-- Dataset entries follows --

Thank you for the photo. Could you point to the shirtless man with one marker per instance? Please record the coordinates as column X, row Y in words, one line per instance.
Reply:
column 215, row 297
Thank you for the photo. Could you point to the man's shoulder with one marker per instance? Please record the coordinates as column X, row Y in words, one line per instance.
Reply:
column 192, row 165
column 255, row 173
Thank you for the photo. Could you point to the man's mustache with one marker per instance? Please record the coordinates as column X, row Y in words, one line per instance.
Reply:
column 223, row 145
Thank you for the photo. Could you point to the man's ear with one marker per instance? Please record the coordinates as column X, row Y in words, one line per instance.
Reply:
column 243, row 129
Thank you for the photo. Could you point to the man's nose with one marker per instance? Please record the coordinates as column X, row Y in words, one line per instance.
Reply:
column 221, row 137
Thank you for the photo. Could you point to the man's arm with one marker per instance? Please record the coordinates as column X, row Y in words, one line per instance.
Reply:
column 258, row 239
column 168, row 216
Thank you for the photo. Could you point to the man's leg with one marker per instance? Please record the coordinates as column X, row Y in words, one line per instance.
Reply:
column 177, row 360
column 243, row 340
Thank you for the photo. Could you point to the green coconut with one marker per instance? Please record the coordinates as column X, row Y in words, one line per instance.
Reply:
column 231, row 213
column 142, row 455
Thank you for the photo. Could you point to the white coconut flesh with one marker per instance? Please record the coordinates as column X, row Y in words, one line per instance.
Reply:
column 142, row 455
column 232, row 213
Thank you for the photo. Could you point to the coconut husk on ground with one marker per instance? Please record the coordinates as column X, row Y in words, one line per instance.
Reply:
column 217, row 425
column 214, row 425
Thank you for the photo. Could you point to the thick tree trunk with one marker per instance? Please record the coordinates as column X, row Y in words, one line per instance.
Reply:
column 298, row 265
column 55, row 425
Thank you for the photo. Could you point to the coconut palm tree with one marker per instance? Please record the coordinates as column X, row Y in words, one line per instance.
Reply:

-- Dataset entries concluded --

Work item » Copy out exactly the lines from the one containing "the man's nose" through the last line above, keeping both end lines.

Task output »
Thank you for the photo. Could you point to the man's nose with one marker per instance? Please record the coordinates as column X, row Y in words, one line per instance.
Reply:
column 221, row 137
Thank you for the photo. Could you point to the man's arm with one marker per instance? Please record the coordinates as column X, row Y in words, one line per instance.
Reply:
column 258, row 239
column 168, row 216
Thank you for the photo. Could you point to the man's leg with one marker per instance? Please record the coordinates as column X, row Y in words, one line per instance.
Reply:
column 177, row 360
column 243, row 340
Thank you for the photo. Could you point to the green coconut with one marker per instance? Please record the coordinates as column X, row Y in words, one line per instance.
Reply:
column 231, row 213
column 142, row 455
Thank you for the photo. Could you point to the white coconut flesh with one marker per instance? Please record the coordinates as column X, row Y in words, one line per instance.
Reply:
column 142, row 455
column 232, row 213
Thank you for the photo. Could you point to the coconut husk on ground with one marker per instance? Please record the coordinates as column X, row Y in words, one line per instance.
Reply:
column 217, row 425
column 214, row 425
Thank you for the photo. Could you point to the thick tree trunk with one marker per instance? Please record the coordinates as column X, row Y in words, one line per instance.
Reply:
column 298, row 265
column 55, row 425
Thank you for the photo. Could you point to the coconut palm tree with one marker per instance? Please record the coordinates as column X, row Y in words, one line per instance.
Reply:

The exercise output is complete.